* start Excerpted records *
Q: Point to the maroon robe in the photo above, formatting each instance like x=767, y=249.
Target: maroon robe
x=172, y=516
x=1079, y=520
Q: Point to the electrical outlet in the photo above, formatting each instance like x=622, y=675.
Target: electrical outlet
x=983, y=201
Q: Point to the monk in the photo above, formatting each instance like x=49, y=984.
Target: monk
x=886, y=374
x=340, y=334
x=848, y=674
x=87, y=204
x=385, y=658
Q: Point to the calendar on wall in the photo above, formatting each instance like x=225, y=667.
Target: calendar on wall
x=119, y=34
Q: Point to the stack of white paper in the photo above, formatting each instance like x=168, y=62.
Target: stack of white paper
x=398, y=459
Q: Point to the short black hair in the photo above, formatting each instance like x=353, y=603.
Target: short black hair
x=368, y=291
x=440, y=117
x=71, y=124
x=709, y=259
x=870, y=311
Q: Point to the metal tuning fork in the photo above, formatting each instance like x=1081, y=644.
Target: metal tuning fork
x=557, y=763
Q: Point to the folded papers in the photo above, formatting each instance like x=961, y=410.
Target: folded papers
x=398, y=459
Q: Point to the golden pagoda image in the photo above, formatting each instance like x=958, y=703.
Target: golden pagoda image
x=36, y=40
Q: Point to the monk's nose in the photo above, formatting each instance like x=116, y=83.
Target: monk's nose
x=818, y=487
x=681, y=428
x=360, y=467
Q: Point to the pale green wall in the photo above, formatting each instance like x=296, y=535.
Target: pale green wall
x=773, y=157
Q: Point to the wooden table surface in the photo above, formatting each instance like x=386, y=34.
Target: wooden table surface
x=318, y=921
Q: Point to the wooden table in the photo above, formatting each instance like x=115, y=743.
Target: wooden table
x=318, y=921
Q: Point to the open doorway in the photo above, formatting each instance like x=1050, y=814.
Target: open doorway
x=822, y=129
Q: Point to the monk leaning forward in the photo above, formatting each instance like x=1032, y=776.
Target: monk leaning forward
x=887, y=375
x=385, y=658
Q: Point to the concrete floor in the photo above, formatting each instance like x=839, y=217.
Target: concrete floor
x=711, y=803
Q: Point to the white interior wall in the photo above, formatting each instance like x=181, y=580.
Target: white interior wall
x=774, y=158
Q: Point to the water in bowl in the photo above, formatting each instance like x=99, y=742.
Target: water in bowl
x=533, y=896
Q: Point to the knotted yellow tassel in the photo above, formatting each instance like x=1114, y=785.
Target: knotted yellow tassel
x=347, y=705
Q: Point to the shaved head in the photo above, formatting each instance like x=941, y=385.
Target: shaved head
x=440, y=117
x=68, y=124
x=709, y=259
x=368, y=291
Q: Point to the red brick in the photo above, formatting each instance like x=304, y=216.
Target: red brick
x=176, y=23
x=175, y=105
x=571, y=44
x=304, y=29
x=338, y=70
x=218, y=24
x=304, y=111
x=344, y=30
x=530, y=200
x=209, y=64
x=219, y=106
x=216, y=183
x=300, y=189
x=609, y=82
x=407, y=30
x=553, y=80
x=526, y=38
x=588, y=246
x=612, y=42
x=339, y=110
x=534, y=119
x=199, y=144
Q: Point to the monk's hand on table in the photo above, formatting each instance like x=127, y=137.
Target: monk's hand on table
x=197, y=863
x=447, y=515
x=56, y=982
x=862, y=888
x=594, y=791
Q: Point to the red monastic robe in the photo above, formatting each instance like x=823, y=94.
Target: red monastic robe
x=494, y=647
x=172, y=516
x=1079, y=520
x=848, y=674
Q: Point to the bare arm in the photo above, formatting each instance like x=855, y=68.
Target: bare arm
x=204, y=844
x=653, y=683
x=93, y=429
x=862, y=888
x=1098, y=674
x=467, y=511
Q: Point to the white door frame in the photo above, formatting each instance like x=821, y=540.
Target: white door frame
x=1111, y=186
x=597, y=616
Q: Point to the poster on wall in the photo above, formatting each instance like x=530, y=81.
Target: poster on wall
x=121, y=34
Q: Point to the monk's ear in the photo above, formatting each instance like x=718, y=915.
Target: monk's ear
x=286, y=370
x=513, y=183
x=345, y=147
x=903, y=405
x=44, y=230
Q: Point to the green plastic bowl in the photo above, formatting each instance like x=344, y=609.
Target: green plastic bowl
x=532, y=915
* end Excerpted records *
● **Your objective**: Present the lines above as a Markdown table with the columns Row and Line. Put each line's number under Row and the line itself under Line, and skip any blank lines.

● **Result of the task**:
| Row | Line |
|---|---|
| 1 | Q: Point to the maroon robe in the photo above, formatting each instance like x=767, y=249. |
| 2 | Target: maroon robe |
| 3 | x=172, y=516 |
| 4 | x=1079, y=520 |
| 5 | Q: Point to the electrical outlet in the photo above, formatting each instance like x=622, y=675. |
| 6 | Target: electrical outlet |
| 7 | x=983, y=201 |
| 8 | Q: Point to the monk in the photo above, formatting each instance like x=49, y=984. |
| 9 | Target: monk |
| 10 | x=886, y=374 |
| 11 | x=340, y=334 |
| 12 | x=848, y=674 |
| 13 | x=87, y=204 |
| 14 | x=385, y=658 |
| 15 | Q: Point to the calendar on wall in the photo above, formatting each instance like x=225, y=667. |
| 16 | Target: calendar on wall |
| 17 | x=119, y=34 |
| 18 | Q: Point to the stack of white paper in the photo above, formatting each instance like x=168, y=62. |
| 19 | Target: stack of white paper |
| 20 | x=398, y=459 |
| 21 | Q: Point to the short black hair in the photo above, formatting each instance like x=353, y=603. |
| 22 | Target: short black hair |
| 23 | x=368, y=291 |
| 24 | x=440, y=117 |
| 25 | x=71, y=124 |
| 26 | x=709, y=259 |
| 27 | x=870, y=311 |
| 28 | Q: Point to the metal tuning fork in the photo above, formatting each instance like x=1081, y=644. |
| 29 | Target: metal tuning fork |
| 30 | x=557, y=763 |
| 31 | Q: Point to the folded papers in the photo above, formatting each instance like x=961, y=410. |
| 32 | Target: folded papers |
| 33 | x=398, y=459 |
| 34 | Q: Point to the golden pagoda image in the photo above, formatting each instance like x=958, y=703. |
| 35 | Target: golden pagoda image |
| 36 | x=36, y=40 |
| 37 | Q: Point to the monk's nose in the photo above, formatting each instance like x=116, y=83. |
| 38 | Target: monk's nose |
| 39 | x=818, y=487 |
| 40 | x=681, y=428 |
| 41 | x=360, y=467 |
| 42 | Q: Point to the pale green wall in the photo above, formatting each instance like x=296, y=535. |
| 43 | Target: pale green wall |
| 44 | x=773, y=157 |
| 45 | Q: Point to the wooden table surface in the photo above, formatting each instance like x=386, y=34. |
| 46 | Target: wooden table surface |
| 47 | x=318, y=921 |
| 48 | Q: Point to the wooden table in the photo above, formatting each instance like x=115, y=743. |
| 49 | Target: wooden table |
| 50 | x=318, y=921 |
| 51 | Q: Point to the open doorway in the photo above, formatting each instance like x=1050, y=814. |
| 52 | Target: open doorway |
| 53 | x=822, y=129 |
| 54 | Q: Point to the monk leaning forward in the photo above, formatting each instance like x=1032, y=776. |
| 55 | Target: monk leaning forward |
| 56 | x=887, y=375 |
| 57 | x=385, y=658 |
| 58 | Q: Point to the concrete floor in the photo above, formatting each instance like x=839, y=217. |
| 59 | Target: concrete floor |
| 60 | x=711, y=803 |
| 61 | Q: Point to the white interior wall in the photo above, formatting each instance like x=181, y=580. |
| 62 | Target: white interior wall |
| 63 | x=774, y=158 |
| 64 | Q: Point to the water in bowl in the photo above, formatting each instance like x=99, y=742. |
| 65 | Target: water in bowl |
| 66 | x=533, y=896 |
| 67 | Q: Point to the knotted yellow tassel in the photo above, formatting each instance like x=1114, y=785. |
| 68 | Target: knotted yellow tassel |
| 69 | x=347, y=705 |
| 70 | Q: Point to the shaved head in the photo above, formatting each instance like x=941, y=385. |
| 71 | Target: shaved head |
| 72 | x=440, y=117 |
| 73 | x=68, y=124 |
| 74 | x=709, y=259 |
| 75 | x=368, y=291 |
| 76 | Q: Point to the red brick in the photo above, formatting each instance like x=304, y=216. |
| 77 | Target: red brick |
| 78 | x=176, y=23 |
| 79 | x=175, y=105 |
| 80 | x=571, y=44 |
| 81 | x=304, y=29 |
| 82 | x=338, y=70 |
| 83 | x=218, y=24 |
| 84 | x=304, y=111 |
| 85 | x=344, y=30 |
| 86 | x=530, y=200 |
| 87 | x=209, y=64 |
| 88 | x=219, y=106 |
| 89 | x=216, y=183 |
| 90 | x=300, y=189 |
| 91 | x=609, y=82 |
| 92 | x=407, y=30 |
| 93 | x=553, y=80 |
| 94 | x=526, y=38 |
| 95 | x=588, y=246 |
| 96 | x=612, y=42 |
| 97 | x=339, y=110 |
| 98 | x=534, y=119 |
| 99 | x=199, y=144 |
| 100 | Q: Point to the monk's hand on table in the photo above, formatting each instance like x=127, y=137. |
| 101 | Target: monk's hand on table |
| 102 | x=197, y=863 |
| 103 | x=447, y=515 |
| 104 | x=56, y=982 |
| 105 | x=862, y=888 |
| 106 | x=594, y=791 |
| 107 | Q: Point to the red monastic robe in the photo above, formatting each instance like x=823, y=94. |
| 108 | Target: red monastic robe |
| 109 | x=494, y=647 |
| 110 | x=172, y=516 |
| 111 | x=1079, y=520 |
| 112 | x=848, y=674 |
| 113 | Q: Point to the bare arm in the photo above, formatting each instance like x=855, y=68. |
| 114 | Target: bare arm |
| 115 | x=204, y=844 |
| 116 | x=653, y=683 |
| 117 | x=93, y=429 |
| 118 | x=862, y=888 |
| 119 | x=1098, y=674 |
| 120 | x=467, y=511 |
| 121 | Q: Point to the white door frame in the photo above, formatting each instance like x=821, y=540. |
| 122 | Target: white door frame |
| 123 | x=1111, y=186 |
| 124 | x=597, y=616 |
| 125 | Q: Point to the poster on wall in the photo above, formatting each instance like x=530, y=81. |
| 126 | Target: poster on wall |
| 127 | x=121, y=34 |
| 128 | Q: Point to the monk's ear in the photo above, formatting each instance like x=718, y=915. |
| 129 | Target: monk's ear |
| 130 | x=286, y=370 |
| 131 | x=513, y=183 |
| 132 | x=345, y=147 |
| 133 | x=903, y=405 |
| 134 | x=44, y=230 |
| 135 | Q: Point to the green plastic bowl in the photo above, formatting each instance like x=344, y=609. |
| 136 | Target: green plastic bowl |
| 137 | x=532, y=915 |